● YOUR GOAL
Please quote the passage of the Clown Motel essay between "I woke up dead" and "NIGHT IN ME.", inclusive.

● SOURCE TEXT
+-------+
Could I survive a night in their motel of terror?

I woke up dead in the Clown Motel. Not dead dead, or undead dead. I’m not writing this as a demonically zombified clown soldier, blood-caked mouth stretched into a poisoned wolf rictus, camera pulling back to show my filthy balloon suit, revealing another Clown Motel victim as the horror-movie credits scroll amid an ominous closing score. I’m just dead tired. You might say I spent the night at the Clown Motel. But you might more accurately say THE CLOWN MOTEL SPENT THE NIGHT IN ME.

Let me back up. As part of Desert Companion’s Great Big Nevada Road Trip, I’d planned to spend my final night at Tonopah’s famous Clown Motel. For a couple reasons: One, like they do most people, clowns make my skin want to leap off my own skeleton and run away screaming. I wanted to face that skin-leaping fear and grow as a person. But I was also on a Goonies-style vision quest to deposit at The Clown Motel a portentous item from my childhood, a wooden folk-art puzzle that depicted a clown’s cryptically smirking face. It had been in my family for years. Nobody knew where the puzzle-face came from, which obviously means it was a mystic talisman of a timeless, primal evil. My family had named the puzzle-face Clowny. When I was cleaning out my parents’ house last year, I had, omg, discovered Clowny in a closet, abiding in his ectoplasmic mist of ancient, unspeakable malignance. Long story short, when we were planning our Nevada trip, I realized that only by casting Clowny back into the swirling Stygian hell-portal of Tonopah’s Clown Motel could balance be restored to The Force or something.
+-------+
● DATA SECTION
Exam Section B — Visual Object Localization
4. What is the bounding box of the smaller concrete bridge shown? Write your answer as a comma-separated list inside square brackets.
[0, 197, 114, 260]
+-------+
● COMPLETED TASK
I woke up dead in the Clown Motel. Not dead dead, or undead dead. I’m not writing this as a demonically zombified clown soldier, blood-caked mouth stretched into a poisoned wolf rictus, camera pulling back to show my filthy balloon suit, revealing another Clown Motel victim as the horror-movie credits scroll amid an ominous closing score. I’m just dead tired. You might say I spent the night at the Clown Motel. But you might more accurately say THE CLOWN MOTEL SPENT THE NIGHT IN ME.